## start

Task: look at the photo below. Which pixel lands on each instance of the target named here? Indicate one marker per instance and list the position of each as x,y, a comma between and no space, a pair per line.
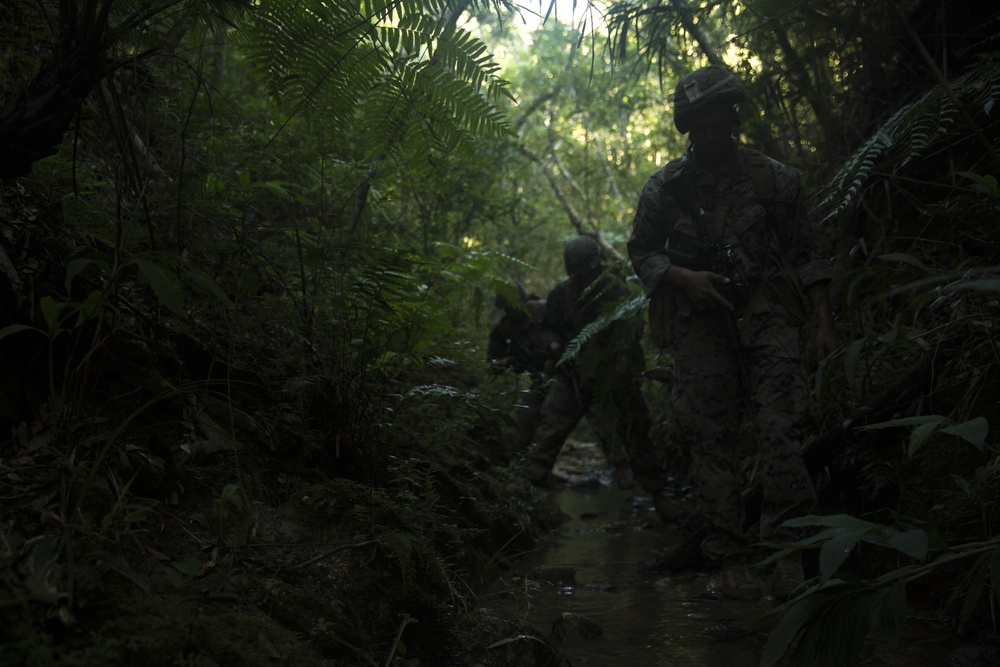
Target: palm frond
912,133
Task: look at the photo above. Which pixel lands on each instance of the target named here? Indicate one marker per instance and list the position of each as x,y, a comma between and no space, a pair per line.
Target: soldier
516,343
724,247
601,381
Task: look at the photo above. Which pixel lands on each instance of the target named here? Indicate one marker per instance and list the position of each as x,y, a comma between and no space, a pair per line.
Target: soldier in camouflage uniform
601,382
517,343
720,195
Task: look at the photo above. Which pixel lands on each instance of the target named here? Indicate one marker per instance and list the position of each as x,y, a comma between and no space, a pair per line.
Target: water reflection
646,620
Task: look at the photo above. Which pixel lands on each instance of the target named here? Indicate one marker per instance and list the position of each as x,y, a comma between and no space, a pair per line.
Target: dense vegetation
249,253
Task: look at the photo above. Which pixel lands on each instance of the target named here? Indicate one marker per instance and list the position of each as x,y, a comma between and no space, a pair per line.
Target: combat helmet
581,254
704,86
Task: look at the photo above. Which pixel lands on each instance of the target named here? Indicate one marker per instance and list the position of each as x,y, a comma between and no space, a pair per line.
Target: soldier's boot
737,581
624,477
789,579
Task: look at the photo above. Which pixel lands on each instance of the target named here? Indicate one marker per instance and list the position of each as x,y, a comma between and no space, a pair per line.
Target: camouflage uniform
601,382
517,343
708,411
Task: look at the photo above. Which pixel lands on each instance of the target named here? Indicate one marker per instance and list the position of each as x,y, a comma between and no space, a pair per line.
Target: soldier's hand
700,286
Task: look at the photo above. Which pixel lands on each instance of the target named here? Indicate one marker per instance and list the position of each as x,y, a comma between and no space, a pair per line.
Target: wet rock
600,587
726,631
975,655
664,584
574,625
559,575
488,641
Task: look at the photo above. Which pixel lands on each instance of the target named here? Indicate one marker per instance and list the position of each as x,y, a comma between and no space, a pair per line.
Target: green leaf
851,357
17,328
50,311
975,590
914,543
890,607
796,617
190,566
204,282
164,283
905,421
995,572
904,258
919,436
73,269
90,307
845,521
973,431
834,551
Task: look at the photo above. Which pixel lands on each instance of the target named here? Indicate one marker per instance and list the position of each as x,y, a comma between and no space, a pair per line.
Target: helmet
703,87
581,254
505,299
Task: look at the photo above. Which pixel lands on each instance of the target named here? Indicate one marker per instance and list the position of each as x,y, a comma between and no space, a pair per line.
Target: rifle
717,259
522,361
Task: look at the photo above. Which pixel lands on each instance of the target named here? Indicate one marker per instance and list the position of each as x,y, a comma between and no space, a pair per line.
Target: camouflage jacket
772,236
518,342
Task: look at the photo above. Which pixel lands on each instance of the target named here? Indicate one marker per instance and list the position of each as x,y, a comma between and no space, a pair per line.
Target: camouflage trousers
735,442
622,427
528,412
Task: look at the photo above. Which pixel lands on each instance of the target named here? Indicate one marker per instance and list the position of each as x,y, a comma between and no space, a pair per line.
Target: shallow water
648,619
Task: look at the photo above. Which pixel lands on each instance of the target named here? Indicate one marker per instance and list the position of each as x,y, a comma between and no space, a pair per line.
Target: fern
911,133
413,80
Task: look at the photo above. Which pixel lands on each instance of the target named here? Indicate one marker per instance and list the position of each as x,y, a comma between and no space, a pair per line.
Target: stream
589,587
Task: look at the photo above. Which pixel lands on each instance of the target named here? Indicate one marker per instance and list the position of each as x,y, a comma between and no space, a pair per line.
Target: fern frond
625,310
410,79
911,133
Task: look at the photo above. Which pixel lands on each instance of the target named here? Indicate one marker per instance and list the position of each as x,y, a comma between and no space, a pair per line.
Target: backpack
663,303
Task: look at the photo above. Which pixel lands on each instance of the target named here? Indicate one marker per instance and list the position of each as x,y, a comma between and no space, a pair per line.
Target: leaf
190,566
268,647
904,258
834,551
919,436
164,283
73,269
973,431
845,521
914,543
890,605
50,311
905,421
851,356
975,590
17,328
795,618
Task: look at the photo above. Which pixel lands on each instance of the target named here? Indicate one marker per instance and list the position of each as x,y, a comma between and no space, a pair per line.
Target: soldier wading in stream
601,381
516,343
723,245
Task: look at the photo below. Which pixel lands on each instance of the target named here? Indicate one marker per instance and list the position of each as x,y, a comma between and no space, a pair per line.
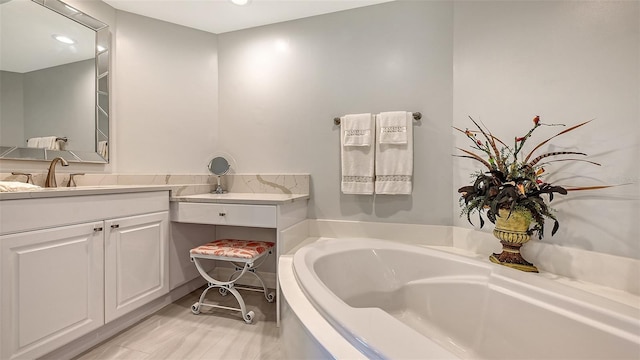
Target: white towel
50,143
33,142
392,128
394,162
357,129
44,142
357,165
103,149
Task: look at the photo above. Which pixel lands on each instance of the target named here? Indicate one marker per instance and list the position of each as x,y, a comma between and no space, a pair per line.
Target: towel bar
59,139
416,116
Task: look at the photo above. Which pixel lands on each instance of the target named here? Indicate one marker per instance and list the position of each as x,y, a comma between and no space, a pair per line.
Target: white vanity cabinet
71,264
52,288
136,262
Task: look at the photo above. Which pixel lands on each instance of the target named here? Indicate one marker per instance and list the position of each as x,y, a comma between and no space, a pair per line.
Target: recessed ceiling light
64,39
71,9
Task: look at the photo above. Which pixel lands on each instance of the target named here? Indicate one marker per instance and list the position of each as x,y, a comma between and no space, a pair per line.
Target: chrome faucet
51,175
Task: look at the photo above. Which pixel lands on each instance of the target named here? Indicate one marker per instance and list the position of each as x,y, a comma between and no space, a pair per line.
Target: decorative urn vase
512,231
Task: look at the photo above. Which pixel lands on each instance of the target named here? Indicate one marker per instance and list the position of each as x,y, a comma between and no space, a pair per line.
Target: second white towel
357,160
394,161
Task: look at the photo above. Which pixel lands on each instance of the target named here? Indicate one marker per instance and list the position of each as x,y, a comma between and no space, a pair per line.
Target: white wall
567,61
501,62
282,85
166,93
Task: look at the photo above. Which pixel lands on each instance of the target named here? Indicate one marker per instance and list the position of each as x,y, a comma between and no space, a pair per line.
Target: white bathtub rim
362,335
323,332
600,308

## end

[Task description] Output every entry verbatim. Pictures do not belong in the copy.

[Correct answer]
Task: look at the photo below. Which pixel lands on each instance of the target named here? Indicate one marker per instance and list the position of each as x,y, a comma between and no space, a pair per line.
Target: palm frond
912,133
Task: look at the photo above. Which pixel lands on each instance of the target named here? Indicate one marker per instance and list the position of each as x,y, a comma between and no space, a pair per line.
Target: soldier
516,343
724,247
601,381
Task: look at the photo above. Which pixel lands on each instance of the target named here? Indicate one marker per instance and list the position of each as x,y, a comma between and no space, a pair per line.
Target: soldier in camouflage uniform
601,382
517,343
720,195
Task: look at the photo above. Which pixel lands on each instance of the target named here? Indicate one marker per instance and list the position of each as x,y, a comma between and no space, a pair per line.
Target: water reflection
646,620
Task: look at the photo above. Which pixel lands on each instance of the target named here? Indicate one marker per instance and list the position of each as x,y, a comma between and no space, a pair per line.
Target: dense vegetation
249,253
Task: look at the photo above. Which pixel lands on each instance of the target named here? Indicate one marker per instance and list the position of each as x,y, a comma between and no space, a pair per line.
Target: combat helmet
581,254
704,86
Task: look at the photo above. Which pixel lands on each instance of the target named here? Indicate one marker per instance and list the position of each as x,y, a comma between and no space, a pair per line.
Target: soldier's boot
737,581
624,477
789,579
Task: look at the photo above. Which pixel lands on each instance of the target named here? Indicate one marker per instance and list the position of each as x,y, a comma between and no space, a pair per line.
Target: camouflage uniform
601,382
517,343
708,411
Task: look at the photo above. Which pixel lands on each instance of the target named here? Indicate one marker per instance and list the position of each as x,y, a comma between and no space, a pair per line.
Target: soldier's hand
700,286
Task: look at the photo above. Which pixel lands on each instance of the target named here? Indicate one marker per instance and list the position of each as x,y, a comma between and no space, a pair per line.
Target: wet rock
600,587
726,631
975,655
664,584
574,625
559,575
488,641
Task: look at the photo above. Which pixel lands on each instance of the target named here? Indicate one marker per instance and list the position of each as x,y, a comma between and no space, a pair per line.
Target: green leaf
851,357
17,328
50,311
975,590
914,543
890,607
796,617
190,566
204,282
164,283
905,421
995,572
904,258
919,436
73,269
90,307
845,521
973,431
834,551
Task: look at the photo above. Which pixel lands on each instance of the target named here? Indicate one marker per instance and list the position of each as x,y, a comma between and no space, a pair per line.
Target: helmet
703,87
581,254
505,299
Task: look at the photo above. Which pixel lands on each instance of the target named here? Indicate one marker per instance and list the position of each as x,y, a comma between and no space, a pair per line.
Target: rifle
717,259
522,361
Task: look at the photo above. Which pixel lands on each instance of the target named here? Indicate one marker per instance and list the position of each as x,y, a comma between and no space, a pair per line.
Target: camouflage jacket
772,236
518,342
Task: look at the photo above. Which pixel lands on each instance of the target named here? Indicate one marker per instance and list the position of each as x,y, a comma between and no space, a pair per line.
Target: camouflage trousers
735,442
622,427
528,412
Task: look at the photo above. Which pixel lands on each instance of the target named here? Indicate one marker per instance and list the position of each as x,y, a comma between and no space, a pair per line.
Target: shallow water
648,619
Task: look at the photo above. Which pixel lands on each instance of the target named here? Indicate one marker per instance and list the position of each as x,y, a comma between and no space, a pair per line.
Target: fern
911,133
413,80
Task: look at the photo above. Which pixel lands on each instance of the target named here? Indicate one marker per instance and list the position of each as x,y, a comma between and no space, a pair per line.
Target: stream
589,587
Task: look at the photo above. Which pixel lands on each instance of the target named here? Indicate one marker per instance and list the position of each as x,y, a comma between and no space, a pair per line.
Target: fern frond
625,310
410,79
911,133
Task: look at the photo above. Which pixel lands on each instance of the target named here? Indicate one marker per instance and list the position of each as x,y, a comma between and no space, a pair per line.
Target: backpack
663,303
Task: look at the photo above. Which pixel lands on each instance of the target named here? Indicate one marker per instance and list the position of each as x,y, a comma between and no space, a pair per line.
Target: leaf
190,566
268,647
904,258
834,551
919,436
164,283
73,269
973,431
845,521
914,543
890,605
50,311
905,421
851,356
975,590
17,328
795,618
Task: look at the photo above. Which pixel lands on each instance of the target named here? Indicate one marker per instance and list the position of each as x,y, a comma between and no space, a pair per line.
Target: soldier wading in stream
601,381
516,343
723,245
Task: look at the photo below. Which pixel lands on each instance of the target named here? Indicate one marker per instance and list the position of each as x,y, a comma between and no space, a pair per line.
Target: white towel
50,143
33,142
392,128
394,162
357,129
44,142
357,165
103,149
Task: look at the photo above. Which pixel lands on each instance of the target named here? Indicate one marker per instance and list the position of each as x,y, a comma between and no space, a pair per line.
Target: towel bar
59,139
416,116
Task: look at the photo above. Which pixel lands on each instance of the target named here? Indicate one marker per instance and list the position of each as x,y, a comma between and no space, a pair per line.
Target: white vanity cabinet
71,264
52,288
136,262
Task: look at the photo above. Which pixel lands on each instance of the target named here? Indicate one marker per instance and list the position of each as x,y, a comma between and no space, a pair per line.
Target: recessed ceiling light
64,39
71,9
Task: look at the photo above. Which pixel lands on each instance of the target named here? Indicate one marker per instance and list the position of each as x,y, a comma between and no space, a pair per line.
Target: chrome faucet
51,175
Task: look at the photo above. Which pixel lands on each instance of the target named here? Indicate one marker per instance and list the position of each as x,y, a comma between and no space, a pair per line.
Target: decorative urn vase
512,231
Task: look at the photo above. Which pixel lands on each instance of the target named here? Indicate one marker per instance and list the position of each as x,y, a comma between and no space, a pair per line.
Target: second white towel
357,160
394,161
Task: look at the photo above. Which pixel lands on each instance of the target named here? Indicate one marker per instance and list the position of each as x,y, a comma between and no space, a pair per line.
Target: white wall
567,61
501,62
282,85
166,93
Task: look at the photo above. Which pixel lands on each instance of the target named here? Indicate one marker per instance and list the position of each as x,y, a comma between and no space, a pair per line.
Target: white bathtub rim
362,335
323,332
600,308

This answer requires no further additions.